The next thing to look at is the first argument of Dec, which was lzero. Since universe levels are not Defs, they’re not represented in our keys, and we get a “wildcard” FlexK.

loop [ Dec ] [ ⌜ lzero ⌝ , ⌜ ⊤ ⌝ ]
  -> splitTermKey ⌜ lzero ⌝
    -> *, []

Moving on again, we do the same thing for the unit type. It’s a record type, so it’s rigid, and we get an actual key. It has no arguments, though, so at this point, we’re done!

loop [ *, Dec ] [ ⌜ ⊤ ⌝ ]
  -> splitTermKey ⌜ ⊤ ⌝
    -> ⊤, []
loop [ ⊤, *, Dec ] []
  -> returns [ Dec, *, ⊤ ]

The keys that correspond to the instance head Dec {lzero} ⊤ are Dec, *, ⊤. We now know how to store our instances in the discrimination trie!

PROBLEMS AND TASKS ::
[a] Why does lzero yield a wildcard FlexK in the passage on discrimination trie keys?
[b] From the passage on discrimination trie keys, write out the part starting with "loop [ *, Dec" and going on through "the discrimination trie!".
The lines play no part in this work.

Entries from a point annotation set
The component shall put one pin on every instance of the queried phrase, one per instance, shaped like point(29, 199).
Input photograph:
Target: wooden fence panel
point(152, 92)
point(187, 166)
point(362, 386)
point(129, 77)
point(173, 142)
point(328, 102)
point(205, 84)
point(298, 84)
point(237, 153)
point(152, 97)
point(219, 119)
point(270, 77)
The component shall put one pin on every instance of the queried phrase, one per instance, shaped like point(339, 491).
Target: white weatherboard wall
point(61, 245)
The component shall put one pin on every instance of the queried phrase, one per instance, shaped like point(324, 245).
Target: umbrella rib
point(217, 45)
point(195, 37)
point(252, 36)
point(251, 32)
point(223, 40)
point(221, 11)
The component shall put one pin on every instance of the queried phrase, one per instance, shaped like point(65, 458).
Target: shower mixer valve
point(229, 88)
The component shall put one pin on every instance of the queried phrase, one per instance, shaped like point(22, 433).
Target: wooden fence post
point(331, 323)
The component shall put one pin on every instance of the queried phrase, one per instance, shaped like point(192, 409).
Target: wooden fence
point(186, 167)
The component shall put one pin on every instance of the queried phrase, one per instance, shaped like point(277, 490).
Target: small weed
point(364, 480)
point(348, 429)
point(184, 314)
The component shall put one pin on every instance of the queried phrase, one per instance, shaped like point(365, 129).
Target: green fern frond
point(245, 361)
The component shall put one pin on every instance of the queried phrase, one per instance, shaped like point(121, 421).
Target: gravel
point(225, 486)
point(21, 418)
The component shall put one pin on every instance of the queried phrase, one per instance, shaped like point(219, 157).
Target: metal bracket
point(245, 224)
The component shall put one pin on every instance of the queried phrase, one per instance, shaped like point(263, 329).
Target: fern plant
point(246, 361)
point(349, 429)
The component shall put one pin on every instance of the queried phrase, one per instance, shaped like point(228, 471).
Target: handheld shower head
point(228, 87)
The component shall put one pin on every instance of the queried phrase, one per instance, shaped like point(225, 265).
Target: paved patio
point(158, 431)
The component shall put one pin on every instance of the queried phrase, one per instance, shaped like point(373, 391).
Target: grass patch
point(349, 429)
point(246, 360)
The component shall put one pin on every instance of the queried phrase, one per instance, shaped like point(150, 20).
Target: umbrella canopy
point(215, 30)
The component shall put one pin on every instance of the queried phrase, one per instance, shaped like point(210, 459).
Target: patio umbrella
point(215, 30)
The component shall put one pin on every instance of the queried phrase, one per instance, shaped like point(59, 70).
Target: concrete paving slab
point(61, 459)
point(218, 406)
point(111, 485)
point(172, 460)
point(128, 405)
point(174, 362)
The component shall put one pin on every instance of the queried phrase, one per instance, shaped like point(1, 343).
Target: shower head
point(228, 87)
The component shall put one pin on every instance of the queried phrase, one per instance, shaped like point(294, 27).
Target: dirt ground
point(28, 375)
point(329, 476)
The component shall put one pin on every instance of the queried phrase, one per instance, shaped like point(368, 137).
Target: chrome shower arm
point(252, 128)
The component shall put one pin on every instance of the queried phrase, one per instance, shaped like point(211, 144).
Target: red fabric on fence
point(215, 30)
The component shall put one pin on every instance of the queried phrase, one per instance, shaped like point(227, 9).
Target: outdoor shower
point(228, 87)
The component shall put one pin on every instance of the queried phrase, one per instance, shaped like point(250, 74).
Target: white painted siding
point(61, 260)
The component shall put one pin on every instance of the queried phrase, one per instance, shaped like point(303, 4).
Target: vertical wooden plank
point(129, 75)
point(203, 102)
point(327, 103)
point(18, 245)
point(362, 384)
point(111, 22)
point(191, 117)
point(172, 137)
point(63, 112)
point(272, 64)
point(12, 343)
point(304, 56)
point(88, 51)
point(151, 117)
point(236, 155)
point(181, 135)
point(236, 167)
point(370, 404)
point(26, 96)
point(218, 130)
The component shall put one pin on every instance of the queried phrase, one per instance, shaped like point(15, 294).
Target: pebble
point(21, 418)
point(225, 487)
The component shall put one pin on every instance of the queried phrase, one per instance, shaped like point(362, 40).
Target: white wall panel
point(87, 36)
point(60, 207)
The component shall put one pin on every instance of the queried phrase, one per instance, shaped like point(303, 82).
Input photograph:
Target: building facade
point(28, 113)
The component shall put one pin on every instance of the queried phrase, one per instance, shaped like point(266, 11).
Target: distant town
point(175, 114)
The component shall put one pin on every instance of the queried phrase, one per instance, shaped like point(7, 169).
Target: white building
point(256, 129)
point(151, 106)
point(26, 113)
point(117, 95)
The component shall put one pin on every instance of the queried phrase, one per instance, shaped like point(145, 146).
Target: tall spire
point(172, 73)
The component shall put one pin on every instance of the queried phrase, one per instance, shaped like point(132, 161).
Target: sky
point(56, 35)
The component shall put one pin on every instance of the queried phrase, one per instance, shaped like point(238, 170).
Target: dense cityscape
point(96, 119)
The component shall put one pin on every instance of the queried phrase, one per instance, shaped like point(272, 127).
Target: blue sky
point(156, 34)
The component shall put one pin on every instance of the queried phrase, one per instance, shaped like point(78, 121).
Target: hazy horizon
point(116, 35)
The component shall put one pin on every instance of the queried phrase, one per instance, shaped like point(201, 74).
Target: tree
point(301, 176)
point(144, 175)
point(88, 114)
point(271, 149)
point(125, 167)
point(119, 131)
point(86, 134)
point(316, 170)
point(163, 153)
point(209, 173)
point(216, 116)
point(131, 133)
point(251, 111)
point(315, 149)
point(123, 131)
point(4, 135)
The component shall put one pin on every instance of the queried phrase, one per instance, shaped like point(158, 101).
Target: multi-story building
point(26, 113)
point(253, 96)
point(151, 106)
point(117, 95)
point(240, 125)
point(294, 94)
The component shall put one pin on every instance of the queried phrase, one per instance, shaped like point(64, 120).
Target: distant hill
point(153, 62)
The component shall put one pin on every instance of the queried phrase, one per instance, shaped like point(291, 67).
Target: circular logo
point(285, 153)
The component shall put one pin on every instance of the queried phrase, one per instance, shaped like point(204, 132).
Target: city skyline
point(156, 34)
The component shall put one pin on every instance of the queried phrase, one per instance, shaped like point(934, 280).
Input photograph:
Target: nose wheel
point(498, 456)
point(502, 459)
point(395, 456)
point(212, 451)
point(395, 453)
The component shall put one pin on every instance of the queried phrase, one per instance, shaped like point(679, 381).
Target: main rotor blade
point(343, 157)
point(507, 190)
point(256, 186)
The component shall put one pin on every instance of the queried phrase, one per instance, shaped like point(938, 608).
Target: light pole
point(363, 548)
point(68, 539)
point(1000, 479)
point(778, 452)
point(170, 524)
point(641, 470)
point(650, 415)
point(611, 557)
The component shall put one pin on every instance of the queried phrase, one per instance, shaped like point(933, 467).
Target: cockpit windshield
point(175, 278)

ANSWERS PROVIDED ::
[a] Universe levels are not Defs, so they are not represented in the keys.

[b]
loop [ *, Dec ] [ ⌜ ⊤ ⌝ ]
  -> splitTermKey ⌜ ⊤ ⌝
    -> ⊤, []
loop [ ⊤, *, Dec ] []
  -> returns [ Dec, *, ⊤ ]

The keys that correspond to the instance head Dec {lzero} ⊤ are Dec, *, ⊤. We now know how to store our instances in the discrimination trie!